▶ [DIRECTIONS] Copy out each line of the listing below that contains the string "daisy". Matches must agree in case.

Stored dataset items:
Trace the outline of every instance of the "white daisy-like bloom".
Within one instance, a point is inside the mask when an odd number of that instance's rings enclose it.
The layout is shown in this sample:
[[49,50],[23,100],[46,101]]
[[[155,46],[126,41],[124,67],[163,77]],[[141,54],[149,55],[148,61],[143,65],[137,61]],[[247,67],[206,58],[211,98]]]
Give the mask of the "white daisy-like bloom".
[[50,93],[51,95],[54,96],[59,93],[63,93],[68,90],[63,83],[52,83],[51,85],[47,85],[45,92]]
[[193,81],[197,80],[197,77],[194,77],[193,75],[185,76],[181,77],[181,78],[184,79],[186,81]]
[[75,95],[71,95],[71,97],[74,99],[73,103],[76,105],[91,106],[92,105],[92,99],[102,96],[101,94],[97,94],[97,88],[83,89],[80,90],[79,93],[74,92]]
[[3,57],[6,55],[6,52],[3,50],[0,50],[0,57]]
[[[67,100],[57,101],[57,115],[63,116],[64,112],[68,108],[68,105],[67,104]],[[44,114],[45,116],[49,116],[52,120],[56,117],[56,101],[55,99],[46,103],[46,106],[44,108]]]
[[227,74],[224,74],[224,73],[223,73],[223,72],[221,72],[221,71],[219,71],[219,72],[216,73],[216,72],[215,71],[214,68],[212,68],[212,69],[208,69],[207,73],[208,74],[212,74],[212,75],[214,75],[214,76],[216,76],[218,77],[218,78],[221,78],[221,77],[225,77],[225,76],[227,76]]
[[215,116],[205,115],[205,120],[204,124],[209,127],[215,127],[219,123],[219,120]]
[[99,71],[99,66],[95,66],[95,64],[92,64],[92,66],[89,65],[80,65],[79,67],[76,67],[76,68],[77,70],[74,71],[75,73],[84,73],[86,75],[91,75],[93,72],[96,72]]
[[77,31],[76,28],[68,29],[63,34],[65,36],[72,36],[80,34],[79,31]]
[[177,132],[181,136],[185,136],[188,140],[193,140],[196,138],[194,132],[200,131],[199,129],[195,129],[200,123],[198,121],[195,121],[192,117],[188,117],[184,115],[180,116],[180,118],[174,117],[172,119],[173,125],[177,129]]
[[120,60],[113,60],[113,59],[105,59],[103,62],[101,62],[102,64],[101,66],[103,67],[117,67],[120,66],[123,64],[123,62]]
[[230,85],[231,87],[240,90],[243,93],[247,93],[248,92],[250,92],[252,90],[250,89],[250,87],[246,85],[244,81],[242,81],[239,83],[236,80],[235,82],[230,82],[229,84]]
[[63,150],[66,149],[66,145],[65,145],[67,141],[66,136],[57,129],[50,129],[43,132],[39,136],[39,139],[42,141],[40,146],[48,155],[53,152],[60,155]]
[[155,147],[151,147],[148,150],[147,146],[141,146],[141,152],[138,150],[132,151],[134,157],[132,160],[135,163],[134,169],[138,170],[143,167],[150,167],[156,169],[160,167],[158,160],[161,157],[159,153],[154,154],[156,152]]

▶ [SOLUTION TO THE EXERCISE]
Trace the outline of every instance of the "white daisy-like bloom".
Give the mask of the "white daisy-like bloom".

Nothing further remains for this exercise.